What to do =>
A) In the commentary on McBride v. Bennett below, why did Officer A choose to act as backup rather than pick up the prisoner? Answer in one to three sentences.
B) According to the commentary on McBride v. Bennett below, who are the defendants in the case?
C) Carry the commentary on McBride v. Bennett below forward from its final sentence.

Passage to read =>
========================

You’ve no doubt heard the adage that “hard cases make bad law.” McBride v. Bennett is emphatically a hard case, and in my view, the law it makes is beyond bad. I sometimes disagree with the justices, and I don’t hesitate to say so in this space. But there have been few previous decisions in which I believe the court has made a mistake this profound.
This is a wrongful-death appeal that turns on an issue of public-employee immunity. The defendants are two Norfolk police officers. In the wee hours of a July night, Officer A got a call to transport a prisoner. Moments later, he heard a dispatcher assign Officer B to investigate a domestic-disturbance call in an area of the city that’s just east of downtown. Under Police Department policy, officers responding to domestic calls must have backup. Officer A knew that the designated backup for Officer B was across the city, so he decided to act as backup instead of picking up the prisoner.

========================

Data extract =>
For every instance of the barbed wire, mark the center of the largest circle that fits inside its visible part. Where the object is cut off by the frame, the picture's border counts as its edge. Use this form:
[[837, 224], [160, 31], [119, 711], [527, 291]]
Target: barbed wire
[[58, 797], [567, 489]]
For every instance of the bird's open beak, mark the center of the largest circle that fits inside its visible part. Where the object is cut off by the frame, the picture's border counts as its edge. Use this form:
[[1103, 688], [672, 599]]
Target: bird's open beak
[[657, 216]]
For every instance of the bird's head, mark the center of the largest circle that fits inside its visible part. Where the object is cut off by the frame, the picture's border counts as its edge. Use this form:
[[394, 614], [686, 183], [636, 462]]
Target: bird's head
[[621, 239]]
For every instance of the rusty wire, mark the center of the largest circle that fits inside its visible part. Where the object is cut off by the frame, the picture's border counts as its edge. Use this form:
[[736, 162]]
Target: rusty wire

========================

Answers by task =>
A) Police Department policy requires officers responding to domestic calls to have backup. Officer A knew that Officer B's designated backup was across the city, so he decided to serve as backup himself.

B) Two Norfolk police officers.

C)
In order to get to the site of the disturbance, the officers had to cross the Campostella Bridge, which crosses the Eastern Branch of the Elizabeth River. When I grew up here in Tidewater, the Campostella Bridge was much lower than it is now; the current span is a high arch that allows shipping traffic to pass under without requiring a bridge lift.
The officers drove north across the bridge, accelerating through the ascent to speeds around 60 mph, greatly exceeding the 30-mph limit. Neither officer used emergency lights or a siren. When they crested the top of the bridge, Officer B slowed a bit. Suddenly, he saw a bicyclist in his lane. He brought his car to a stop as the no-doubt startled bicyclist, surprised to see two vehicles approaching at very high speed, veered into another lane. It was there that Officer A’s police car struck and killed the bicyclist.
Norfolk Police Department policy specifies the manner in which its officers are to respond to calls for service:
Emergency vehicle operation is authorized during the following:
1. When the immediate presence of the police is required in order to protect a person from possible death or serious injury.
2. When the telecommunicator dispatches a message with a response Code 1 or 2.
3. When directly authorized by a supervisor.
4. When engaged in a vehicular pursuit.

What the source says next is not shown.